* [Texto de origen]
□ □ □ □
Era un país que pegaba en el palo. Era un país que, harto de ser reducido al triunfo y a la sevicia de sus traficantes de drogas, delegaba la Cancillería a sus deportistas, pero que, luego de reponerse para conseguir el equipo de El Pibe Valderrama, no supo qué diablos decir cuando Andrés Escobar fue asesinado luego de hacer aquel autogol en la Copa Mundial de 1994: “Hasta pronto porque la vida no termina aquí”, acaba su columna de El Tiempo tres días antes de que aquellos apostadores lo mataran. Llegó esta vergüenza. Vino un duelo que no se va. Tuvo que aparecer la generación de las redes, que no sólo tenía el mundo a la mano, sino que no acusaba recibo del sino de haber nacido acá, para que ganar dejara de ser extraño.
El mediocampista James Rodríguez fue el goleador de la Copa Mundial de 2014. El levantador de pesas Óscar Figueroa, la bicicrosista Mariana Pajón y la atleta Caterine Ibargüen ganaron medallas de oro en los Juegos Olímpicos de Río de Janeiro de 2016. Y el ciclista Egan Bernal ganó el Tour de Francia en julio de 2019.
Siguió una época pantanosa, como una resaca de esos buenos tiempos, en la que no clasificamos al Mundial ni estuvimos a punto de ganar: Rodríguez, nuestro 10 resucitado, se fue extraviando en los mejores equipos del mundo ―trate usted de sobrevivir, de los 20 a los 30, a semejante fama―, pero ahora ha vuelto a ser él mismo para que la Selección Colombia vuelva a probarnos que no es que tengamos que unirnos, sino que estamos unidos. Otra vez da risa nerviosa lo bueno que es el equipo. Otra vez nos tomamos a los jugadores como miembros de familia. Otra vez la gente grita “¡Colombia!” por las ventanas, apenas se acaba el partido, como poniendo en escena un cacerolazo a favor de la experiencia colombiana. El fútbol es, de nuevo, un recordatorio de que ser colombiano es el empeño violento e inútil de no serlo.
□ □ □ □
* [Datos de origen]
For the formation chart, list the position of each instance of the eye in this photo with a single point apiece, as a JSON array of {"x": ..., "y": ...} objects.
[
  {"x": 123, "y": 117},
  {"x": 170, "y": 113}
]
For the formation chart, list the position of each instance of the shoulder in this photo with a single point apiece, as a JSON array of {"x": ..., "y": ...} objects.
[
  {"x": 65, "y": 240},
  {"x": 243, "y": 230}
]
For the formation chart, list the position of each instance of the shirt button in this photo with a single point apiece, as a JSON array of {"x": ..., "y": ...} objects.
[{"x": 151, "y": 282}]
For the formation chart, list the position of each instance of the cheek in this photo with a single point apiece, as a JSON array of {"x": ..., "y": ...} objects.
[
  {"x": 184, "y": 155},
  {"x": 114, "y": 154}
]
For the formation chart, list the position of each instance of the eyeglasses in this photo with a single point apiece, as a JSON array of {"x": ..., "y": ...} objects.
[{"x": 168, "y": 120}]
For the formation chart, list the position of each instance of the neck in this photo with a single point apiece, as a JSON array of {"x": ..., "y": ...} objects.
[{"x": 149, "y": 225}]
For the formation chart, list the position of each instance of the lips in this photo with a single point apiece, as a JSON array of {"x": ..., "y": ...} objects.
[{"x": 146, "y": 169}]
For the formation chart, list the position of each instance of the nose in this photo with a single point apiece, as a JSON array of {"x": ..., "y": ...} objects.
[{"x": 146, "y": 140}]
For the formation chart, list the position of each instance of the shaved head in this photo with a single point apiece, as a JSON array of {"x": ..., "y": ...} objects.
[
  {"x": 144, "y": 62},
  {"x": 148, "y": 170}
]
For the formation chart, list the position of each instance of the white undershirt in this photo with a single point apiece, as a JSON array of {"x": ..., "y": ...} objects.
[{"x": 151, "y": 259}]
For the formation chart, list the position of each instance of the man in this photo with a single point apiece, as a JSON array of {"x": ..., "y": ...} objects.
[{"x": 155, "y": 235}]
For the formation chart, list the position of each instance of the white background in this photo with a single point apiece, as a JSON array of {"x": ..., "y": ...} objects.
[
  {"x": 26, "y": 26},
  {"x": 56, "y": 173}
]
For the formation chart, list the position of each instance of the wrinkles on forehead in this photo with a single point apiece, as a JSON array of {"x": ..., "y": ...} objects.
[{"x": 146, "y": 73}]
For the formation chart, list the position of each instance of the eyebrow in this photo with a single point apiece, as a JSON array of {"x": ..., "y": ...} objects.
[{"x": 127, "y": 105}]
□ □ □ □
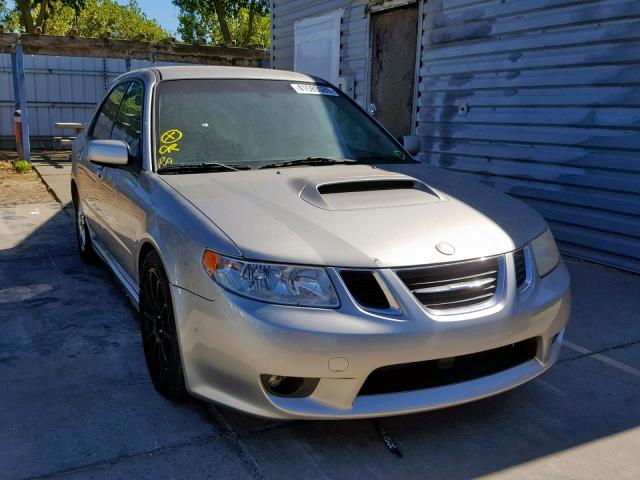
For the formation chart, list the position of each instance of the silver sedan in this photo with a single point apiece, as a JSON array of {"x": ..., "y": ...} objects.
□ □ □ □
* [Explora el material]
• A. Traduce al inglés esta oración del texto sobre el deporte colombiano: "El mediocampista James Rodríguez fue el goleador de la Copa Mundial de 2014."
• B. Por favor, continúa el texto sobre el deporte colombiano a partir de su última oración.

* [Respuestas del ejercicio]
• A. Midfielder James Rodríguez was the top scorer of the 2014 World Cup.

• B.
Hace tres años, en los estertores de la pandemia, la Selección Colombia llegó lejos en una Copa América accidentada que iba a ser aquí, pero que nos fue arrebatada en pleno estallido social. Esta vez no ha habido duda. Esta vez es como antes. En tiempos de atomizaciones, posverdades y polarizaciones, todos estamos viendo lo mismo al mismo tiempo. Da igual el pretexto. Estamos tan sintonizados, tan cosidos los unos a los otros, que nos parece prestigiosa la Copa América. Estamos reviviendo la infancia, de pie ante el televisor, pero no porque estemos negando la guerra que vivimos, sino porque, en nombre de la catarsis que tanto anhelamos, estamos restándonos ―por un momento― los fanatismos, los pulsos bizantinos, las segregaciones, las máscaras ideológicas.
Quizás sea un paréntesis apenas, pero la nación, con sus plurales, está de vuelta. Quizás sea una tregua, pero hemos ido del “yo” de las redes al “nosotros” de los estadios. Somos, por un momento, los que fuimos. La canción de moda, El ritmo que nos une, describe una escena feliz de los ochenta: “Mami, prenda la radio, encienda la tele, y no me molesten que hoy juega la Sele…”. De nuevo las voces descabelladas de los narradores dan vuelo a los contragolpes o a los cabezazos en el área: “De los equipos con 10 hombres líbranos señor”, dijeron, de nuevo, en la semifinal contra Uruguay. Y no nos queda más que pedirle al querido, severo e impredecible dios del fútbol ―que fue creado por los geniales locutores de nuestra radio― que nos deje ganar este domingo para que tengamos un recuerdo que sacuda esta vocación a la derrota.